◆ **Verilen görev 1**
Öğrencilerin fast food tercihini anlatan metinde "zararlı olduklarını biliyorum." ile başlayıp "kullanmıştır." ifadesine kadar süren bölümü hiçbir değişiklik yapmadan yeniden verin.

◆ **Okunacak metin**
+--
Araştırma grubunu oluşturan öğrencilere “Daha çok ev türü yemekleri mi, fast food türü

yemekleri mi tercih edersiniz?” sorusu yöneltildiğinde fastfood türü yiyeceklerin sağlığa zararlı

olduklarını bildikleri halde bu tür gıdaları tüketerek o anda aldıkları hazzı ileride tüketimleri dolayısıyla yaşayacakları sağlık problemlerinin neden olacağı zarara tercih ettikleri ortaya çıkmaktadır. Buna göre birçok öğrenci genelde sağlıklarını olumsuz etkileyeceğini, vücutta aşırı yağ birikimine neden olacağını bildikleri halde yine de fast food türü yiyecekleri tercih ettiklerini, bunun nedeni olarak da yaşlarının daha genç olduklarını ve çok sık tüketmediklerini ifade etmektedirler. Buna ilişkin bir öğrenci “Daha çok fast food türü gıdaları tercih ediyorum. Sağlığıma

zararlı olduklarını biliyorum. Çünkü TV’lerden ve sosyal medyadan takip ettiğime göre doymuş yağ oranları bu tür yiyeceklerde daha fazla. Ama zaten yaşlanınca yemeyeceğim. Şuan genç olduğum için bir de çok fazla kilolu olmadığım için sağlığımı tehdit etmiyor şu aşamada. Dediğim gibi zaten yaş ilerledikçe yiyemeyeceğim. Ondan dolayı sağlığa zararlı olsa da bunları tercih ediyorum.” ifadelerini

kullanmıştır.
+--
◆ **Verilen görev 2**
Aşağıdaki kayıtlardan "wooden" sözcüğünü içeren satırların hepsini seçin ve aynen yazın.
+--
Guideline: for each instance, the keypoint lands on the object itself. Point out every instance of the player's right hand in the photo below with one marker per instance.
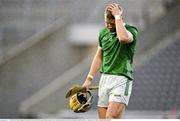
(86, 84)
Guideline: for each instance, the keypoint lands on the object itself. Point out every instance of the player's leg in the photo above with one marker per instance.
(103, 100)
(119, 97)
(102, 112)
(115, 110)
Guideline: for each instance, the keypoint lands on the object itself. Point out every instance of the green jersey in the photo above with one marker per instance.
(117, 57)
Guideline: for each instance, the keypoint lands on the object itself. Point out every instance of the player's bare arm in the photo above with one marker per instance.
(96, 63)
(123, 35)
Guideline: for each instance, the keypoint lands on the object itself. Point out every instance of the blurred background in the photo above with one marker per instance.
(46, 46)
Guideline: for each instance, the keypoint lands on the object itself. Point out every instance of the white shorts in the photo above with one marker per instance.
(114, 88)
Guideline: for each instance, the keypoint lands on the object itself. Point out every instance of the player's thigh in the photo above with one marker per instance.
(102, 112)
(115, 110)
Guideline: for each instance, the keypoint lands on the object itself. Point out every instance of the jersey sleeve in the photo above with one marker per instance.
(134, 32)
(99, 39)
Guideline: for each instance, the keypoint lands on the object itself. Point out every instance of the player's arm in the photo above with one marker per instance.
(96, 63)
(123, 34)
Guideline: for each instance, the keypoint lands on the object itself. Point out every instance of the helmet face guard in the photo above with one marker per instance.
(81, 102)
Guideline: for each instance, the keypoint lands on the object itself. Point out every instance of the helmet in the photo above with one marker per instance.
(81, 101)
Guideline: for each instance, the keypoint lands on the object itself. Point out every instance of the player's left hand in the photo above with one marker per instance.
(115, 9)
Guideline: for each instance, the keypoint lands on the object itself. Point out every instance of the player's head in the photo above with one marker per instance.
(109, 20)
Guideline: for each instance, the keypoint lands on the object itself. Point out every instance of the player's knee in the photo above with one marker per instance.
(112, 116)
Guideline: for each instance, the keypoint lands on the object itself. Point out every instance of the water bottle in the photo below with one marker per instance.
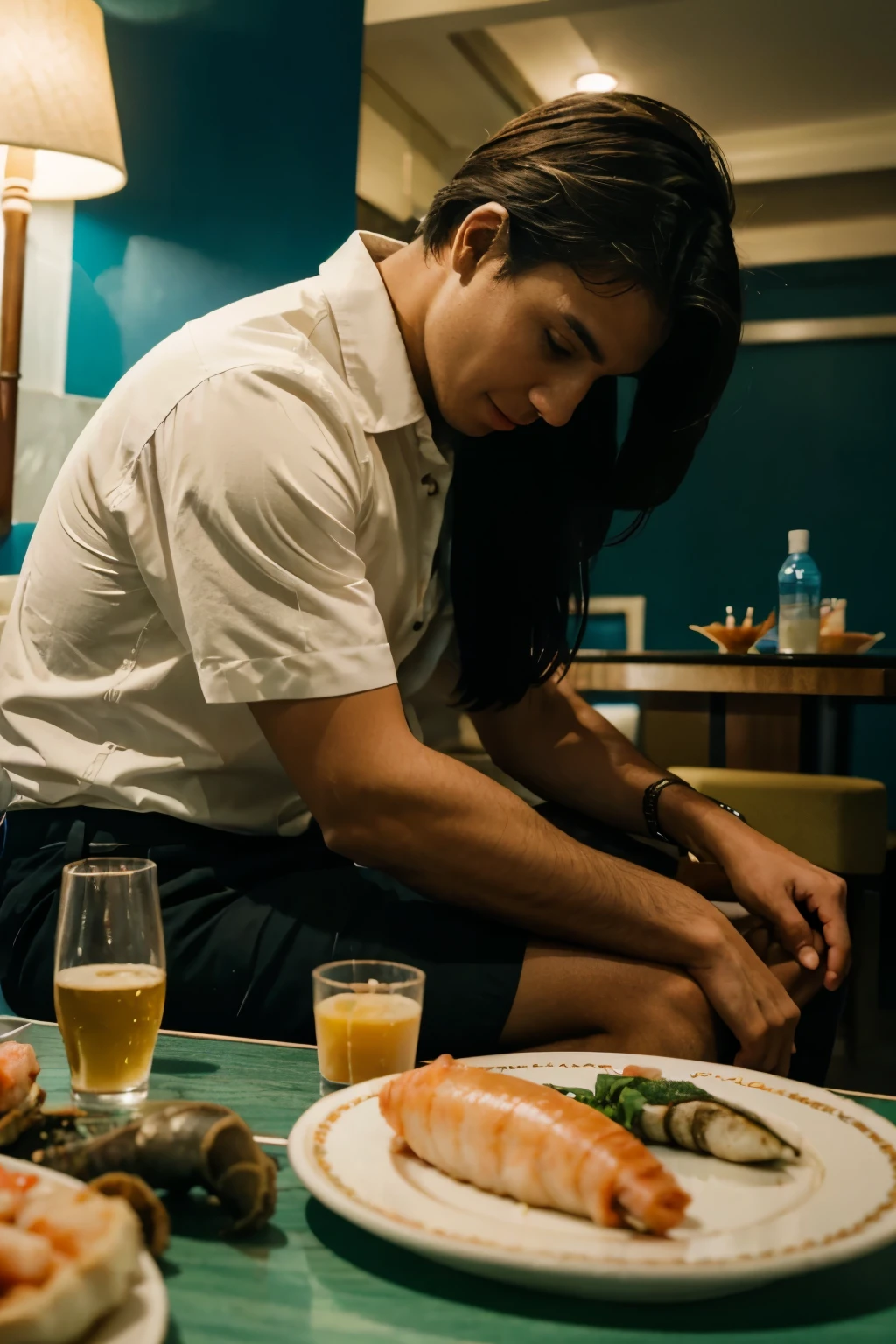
(798, 597)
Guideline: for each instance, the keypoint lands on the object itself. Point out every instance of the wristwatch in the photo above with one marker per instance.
(652, 807)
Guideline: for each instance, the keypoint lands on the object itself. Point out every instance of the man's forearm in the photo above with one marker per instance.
(562, 749)
(453, 834)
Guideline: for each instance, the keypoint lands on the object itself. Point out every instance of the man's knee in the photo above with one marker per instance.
(677, 1020)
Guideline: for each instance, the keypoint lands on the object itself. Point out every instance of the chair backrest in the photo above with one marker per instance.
(614, 624)
(12, 550)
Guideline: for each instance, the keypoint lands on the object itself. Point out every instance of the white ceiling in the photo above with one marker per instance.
(794, 90)
(747, 65)
(740, 67)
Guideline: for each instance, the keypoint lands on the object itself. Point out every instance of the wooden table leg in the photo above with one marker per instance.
(762, 732)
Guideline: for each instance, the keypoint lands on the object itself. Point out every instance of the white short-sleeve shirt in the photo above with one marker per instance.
(251, 515)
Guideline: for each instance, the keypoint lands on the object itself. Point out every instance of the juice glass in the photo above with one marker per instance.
(367, 1018)
(109, 984)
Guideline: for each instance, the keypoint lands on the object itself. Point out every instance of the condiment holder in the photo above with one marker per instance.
(732, 637)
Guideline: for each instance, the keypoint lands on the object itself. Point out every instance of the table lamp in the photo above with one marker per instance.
(60, 140)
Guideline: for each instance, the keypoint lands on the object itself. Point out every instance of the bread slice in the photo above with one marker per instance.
(90, 1276)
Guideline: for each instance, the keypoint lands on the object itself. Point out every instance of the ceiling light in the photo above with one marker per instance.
(595, 82)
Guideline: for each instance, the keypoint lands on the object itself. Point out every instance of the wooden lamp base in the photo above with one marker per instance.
(17, 207)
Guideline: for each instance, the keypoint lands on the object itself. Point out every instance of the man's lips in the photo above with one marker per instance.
(500, 420)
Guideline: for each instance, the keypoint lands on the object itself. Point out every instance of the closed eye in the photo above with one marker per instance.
(556, 348)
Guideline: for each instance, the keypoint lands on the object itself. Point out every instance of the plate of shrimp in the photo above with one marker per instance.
(72, 1261)
(620, 1178)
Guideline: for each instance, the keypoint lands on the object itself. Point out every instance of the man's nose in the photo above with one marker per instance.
(556, 401)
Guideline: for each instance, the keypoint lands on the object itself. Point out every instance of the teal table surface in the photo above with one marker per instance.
(311, 1276)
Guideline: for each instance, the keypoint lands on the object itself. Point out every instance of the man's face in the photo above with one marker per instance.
(502, 353)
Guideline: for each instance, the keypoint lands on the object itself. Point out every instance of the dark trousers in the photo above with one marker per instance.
(248, 918)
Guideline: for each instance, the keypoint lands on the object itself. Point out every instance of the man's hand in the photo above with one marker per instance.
(773, 883)
(768, 880)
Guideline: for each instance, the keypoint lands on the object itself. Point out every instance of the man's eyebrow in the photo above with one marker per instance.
(584, 336)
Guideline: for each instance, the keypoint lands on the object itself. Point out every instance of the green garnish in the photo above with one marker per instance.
(622, 1098)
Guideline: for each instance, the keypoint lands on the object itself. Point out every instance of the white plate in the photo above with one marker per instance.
(746, 1225)
(143, 1318)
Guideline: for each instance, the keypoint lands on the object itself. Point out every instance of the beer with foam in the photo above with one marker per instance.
(109, 1015)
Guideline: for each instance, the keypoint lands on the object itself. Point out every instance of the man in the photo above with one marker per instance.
(243, 576)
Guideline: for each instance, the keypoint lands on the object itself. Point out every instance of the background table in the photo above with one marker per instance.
(309, 1276)
(748, 711)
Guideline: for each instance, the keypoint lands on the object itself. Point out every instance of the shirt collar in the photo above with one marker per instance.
(376, 366)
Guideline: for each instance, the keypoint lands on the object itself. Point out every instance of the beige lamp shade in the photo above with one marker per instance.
(57, 97)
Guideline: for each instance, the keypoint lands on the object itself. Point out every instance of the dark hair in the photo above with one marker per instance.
(626, 191)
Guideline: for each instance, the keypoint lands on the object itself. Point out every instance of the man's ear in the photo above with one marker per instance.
(484, 234)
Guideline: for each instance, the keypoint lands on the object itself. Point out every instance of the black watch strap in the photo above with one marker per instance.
(652, 807)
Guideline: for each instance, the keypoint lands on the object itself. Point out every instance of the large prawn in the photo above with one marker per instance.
(519, 1138)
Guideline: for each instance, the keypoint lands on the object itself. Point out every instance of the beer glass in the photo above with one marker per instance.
(109, 983)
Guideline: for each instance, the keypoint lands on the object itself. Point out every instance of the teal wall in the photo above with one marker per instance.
(240, 122)
(805, 437)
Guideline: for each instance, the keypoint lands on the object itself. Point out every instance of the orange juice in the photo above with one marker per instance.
(366, 1035)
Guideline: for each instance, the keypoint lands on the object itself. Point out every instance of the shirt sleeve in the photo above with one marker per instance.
(258, 491)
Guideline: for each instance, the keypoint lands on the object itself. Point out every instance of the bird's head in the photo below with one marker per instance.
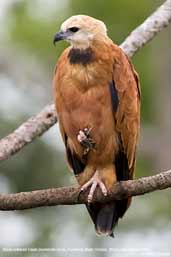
+--
◆ **Eksiksiz yanıt 1**
zararlı olduklarını biliyorum. Çünkü TV’lerden ve sosyal medyadan takip ettiğime göre doymuş yağ oranları bu tür yiyeceklerde daha fazla. Ama zaten yaşlanınca yemeyeceğim. Şuan genç olduğum için bir de çok fazla kilolu olmadığım için sağlığımı tehdit etmiyor şu aşamada. Dediğim gibi zaten yaş ilerledikçe yiyemeyeceğim. Ondan dolayı sağlığa zararlı olsa da bunları tercih ediyorum.” ifadelerini

kullanmıştır.

◆ **Eksiksiz yanıt 2**
Guideline: for each instance, the keypoint lands on the object itself. Point out every instance of the wooden table leg in the photo above with one marker per instance.
Guideline: for each instance, the keypoint lands on the object itself. Point out every instance of the wooden lamp base in the photo above with one marker per instance.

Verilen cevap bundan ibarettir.